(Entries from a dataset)
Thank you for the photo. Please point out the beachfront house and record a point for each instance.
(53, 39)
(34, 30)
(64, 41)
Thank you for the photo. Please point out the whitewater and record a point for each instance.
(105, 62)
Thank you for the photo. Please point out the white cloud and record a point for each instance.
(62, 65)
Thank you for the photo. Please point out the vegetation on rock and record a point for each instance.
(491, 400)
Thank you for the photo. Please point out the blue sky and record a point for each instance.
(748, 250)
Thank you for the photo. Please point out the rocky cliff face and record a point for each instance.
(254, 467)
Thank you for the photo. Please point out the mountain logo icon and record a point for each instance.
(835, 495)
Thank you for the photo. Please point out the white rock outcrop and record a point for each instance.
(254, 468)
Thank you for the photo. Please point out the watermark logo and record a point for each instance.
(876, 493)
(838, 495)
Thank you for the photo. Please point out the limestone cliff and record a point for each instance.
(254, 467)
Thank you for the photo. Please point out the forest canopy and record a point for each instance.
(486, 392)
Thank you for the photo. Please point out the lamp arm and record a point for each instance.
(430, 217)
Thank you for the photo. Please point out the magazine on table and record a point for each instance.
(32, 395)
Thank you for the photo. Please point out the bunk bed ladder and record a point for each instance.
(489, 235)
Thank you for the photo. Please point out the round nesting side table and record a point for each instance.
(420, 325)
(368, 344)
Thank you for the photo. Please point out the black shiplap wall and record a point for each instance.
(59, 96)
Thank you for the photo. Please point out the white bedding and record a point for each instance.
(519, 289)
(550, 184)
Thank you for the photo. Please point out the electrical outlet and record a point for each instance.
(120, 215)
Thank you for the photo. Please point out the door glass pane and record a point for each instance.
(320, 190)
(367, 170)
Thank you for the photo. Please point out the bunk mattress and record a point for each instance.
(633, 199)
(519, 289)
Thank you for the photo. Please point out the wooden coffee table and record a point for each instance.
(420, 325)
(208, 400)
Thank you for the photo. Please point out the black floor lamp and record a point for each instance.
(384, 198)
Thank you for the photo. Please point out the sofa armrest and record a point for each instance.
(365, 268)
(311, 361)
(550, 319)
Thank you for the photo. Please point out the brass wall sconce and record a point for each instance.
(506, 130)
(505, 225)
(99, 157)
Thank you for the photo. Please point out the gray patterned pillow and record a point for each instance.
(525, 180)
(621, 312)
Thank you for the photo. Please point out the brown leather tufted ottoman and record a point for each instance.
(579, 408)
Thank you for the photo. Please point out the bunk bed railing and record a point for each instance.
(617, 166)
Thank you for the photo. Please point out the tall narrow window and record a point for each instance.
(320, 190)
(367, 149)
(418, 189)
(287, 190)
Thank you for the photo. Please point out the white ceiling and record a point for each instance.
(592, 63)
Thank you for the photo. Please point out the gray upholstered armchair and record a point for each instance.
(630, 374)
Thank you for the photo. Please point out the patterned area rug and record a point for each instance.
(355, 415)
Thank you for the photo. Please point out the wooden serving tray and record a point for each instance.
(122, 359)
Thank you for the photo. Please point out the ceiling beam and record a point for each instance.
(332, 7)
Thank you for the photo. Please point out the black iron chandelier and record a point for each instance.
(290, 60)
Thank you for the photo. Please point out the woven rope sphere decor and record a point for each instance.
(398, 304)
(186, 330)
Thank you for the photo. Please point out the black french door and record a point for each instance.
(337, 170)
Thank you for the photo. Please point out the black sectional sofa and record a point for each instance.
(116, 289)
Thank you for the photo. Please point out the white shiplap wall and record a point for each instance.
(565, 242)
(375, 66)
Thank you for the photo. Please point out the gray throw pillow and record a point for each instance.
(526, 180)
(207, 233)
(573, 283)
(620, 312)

Problem: Lay out every row above as a two-column CSV with the headers text and points, one line per row: put the row's text in the first column and its answer in the second. Enclose each field in double quotes and replace any line breaks within a field with spaces.

Response to this exercise:
text,points
"Thank you for the photo. Please point out the beachfront house and record a point for each instance.","(53, 39) (34, 30) (64, 41)"
"Thank you for the photo. Please point out the whitewater and record a point for each instance.","(105, 62)"
"Thank you for the photo. Please point out the white cloud and record a point for each instance.","(62, 65)"
"Thank you for the photo. Please point out the vegetation on rock and record a point for each instance.","(491, 400)"
"Thank you for the photo. Please point out the blue sky and record a point for each instance.","(748, 250)"
"Thank you for the photo. Please point out the rocky cliff face and record a point for each instance.","(254, 467)"
"Thank you for the photo. Please point out the mountain logo icon and record a point for each instance.","(835, 495)"
"Thank you for the photo. Please point out the white rock outcrop and record a point for each instance.","(254, 468)"
"Thank you for the photo. Please point out the watermark logo and record a point for each instance.","(876, 493) (838, 495)"
"Thank you for the photo. Please point out the limestone cliff and record a point for each instance.","(254, 467)"
"Thank you for the photo. Please point out the forest canopy and record a point for each instance.","(486, 392)"
"Thank you for the photo. Please point out the lamp arm and record a point for each instance.","(430, 217)"
"Thank you for the photo. Please point out the magazine on table and record a point for each instance.","(32, 395)"
"Thank you for the photo. Please point out the bunk bed ladder and record a point for each instance.","(489, 235)"
"Thank you for the photo. Please point out the round nesting side table and record a point for each instance.","(420, 325) (368, 344)"
"Thank you for the photo. Please point out the black shiplap wall and record a point for each instance.","(59, 96)"
"Thank you for the photo. Please point out the white bedding and record a point for each instance.","(519, 289) (550, 184)"
"Thank you for the photo. Please point out the electrical outlet and record a point for each instance.","(120, 215)"
"Thank you for the photo. Please point out the door glass pane and record a point for each instance.","(320, 190) (367, 170)"
"Thank you for the photo. Please point out the bunk mattress and record a point for each instance.","(633, 199) (519, 289)"
"Thank you for the photo. Please point out the wooden coffee table and record a point for each instance.","(420, 325) (208, 400)"
"Thank you for the photo. Please point out the black floor lamp and record a point for each instance.","(384, 198)"
"Thank you for the photo. Please point out the sofa armrest and record a point for each instance.","(365, 268) (311, 361) (550, 319)"
"Thank you for the photo. Please point out the brass wall sconce and record a point for each instance.","(506, 130) (505, 225) (99, 157)"
"Thank you for the photo. Please point out the gray patterned pillow and record a point for each instance.","(525, 180) (621, 312)"
"Thank you for the photo. Please point out the brown leather tufted ottoman and record a point for each instance.","(579, 408)"
"Thank you for the photo. Please point out the bunk bed railing and record a point for each instance.","(617, 166)"
"Thank you for the photo. Please point out the tall narrow window and record a point for each instance.","(320, 190) (367, 149) (418, 189) (287, 190)"
"Thank you for the photo. Please point out the white ceiling and record a point for each instance.","(592, 63)"
"Thank you for the photo. Please point out the gray upholstered armchair and record a point for each instance.","(630, 374)"
"Thank you for the photo. Please point out the patterned area rug and record a point for each instance.","(355, 415)"
"Thank you for the photo. Please point out the wooden serving tray and record a point for each instance.","(122, 359)"
"Thank you for the photo. Please point out the ceiling beam and record a point for each instance.","(332, 7)"
"Thank you for the photo. Please point out the black iron chandelier and record a point for each instance.","(290, 60)"
"Thank you for the photo. Please point out the woven rope sphere decor and record a point for each instance.","(398, 304) (186, 330)"
"Thank you for the photo. Please point out the black french door and record a point for each instance.","(337, 170)"
"Thank you for the photo. Please point out the black sectional sofa and record a point for each instance.","(116, 289)"
"Thank you for the photo. Please point out the white shiplap wall and record a point for each instance.","(565, 242) (375, 66)"
"Thank you for the photo. Please point out the gray throw pillow and record a point for each instance.","(526, 180) (207, 233) (573, 283) (620, 312)"